HOW TO COMPLETE THIS TASK. Extend the post below about spending Christmas in a hospital emergency room lobby, beginning right after its final sentence.

Well, here I am sitting in the Kaiser Hospital Emergency Room lobby on Christmas.
No, not nearly as bad as it sounds…
My Mother-in-Law (hereafter called “Granny” or “Grandma” as that’s how the kids refer to her) had an “episode”. Of what? Nobody knows… We’ve been through this before. About every 3 months? I’ve lost track. She empties her stomach and passes out, then wakes up about 20 minutes later. That’s it.
However… The medical “rules” mandate that she take an ambulance ride to the hospital where they do a load of tests and find “nothing new”… and nothing about “why” or “what” either… Your tax dollars at work. (She is on a government pension…) OK, at 87 you expect some things to not work right.
So, as you can see from this posting, I’m all ‘prepared’ for a pleasant afternoon “on the road”…
Many thanks to all the emergency workers who get to work this holiday. Police, firefighters, ambulance crews, doctors and nurses. Many thanks! You are appreciated.

DATA SECTION.
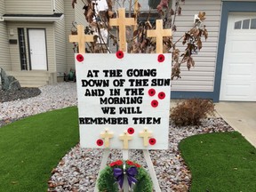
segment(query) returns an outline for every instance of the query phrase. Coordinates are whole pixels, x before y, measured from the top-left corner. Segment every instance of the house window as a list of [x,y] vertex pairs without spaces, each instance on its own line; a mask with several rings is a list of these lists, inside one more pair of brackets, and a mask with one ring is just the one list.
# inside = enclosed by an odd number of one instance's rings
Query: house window
[[28,70],[24,28],[18,28],[18,36],[19,36],[20,68],[21,70]]
[[235,22],[235,29],[256,29],[256,19],[248,19]]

ANSWER AREA.
I’ve got a “crash bag” that I grab. It has the Mac laptop and wireless connections, a good book, some notebooks for things I’m working on, a “small drug department” in one pouch with anything from aspirin to decongestants to razor and soap along with caffeine pills (in case of coffee outage ;-) and a jacket lives on top of the bag. I’ve got my Christmas present book with me “Edible Gardening for California” (more on that after I’ve read some of it) that was opened this morning, and the cell phone (with charger that lives in the bag).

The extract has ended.